→ **What you should do**: Turn the records from the line containing "Mark every instance of the refrigerator" through the line containing "Target: refrigerator water dispenser", both included, into a Markdown table. Use the columns Row and Content, give each line a row number, and leave out blank lines.

→ **Material for the task**:
====

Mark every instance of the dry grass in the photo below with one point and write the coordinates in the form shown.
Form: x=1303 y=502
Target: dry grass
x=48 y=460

====

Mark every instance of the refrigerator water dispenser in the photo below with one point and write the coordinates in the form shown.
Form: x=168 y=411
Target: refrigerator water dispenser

====

→ **Result of the task**:
| Row | Content |
|---|---|
| 1 | Mark every instance of the refrigerator water dispenser in the photo below with one point and write the coordinates in the form shown. |
| 2 | Form: x=168 y=411 |
| 3 | Target: refrigerator water dispenser |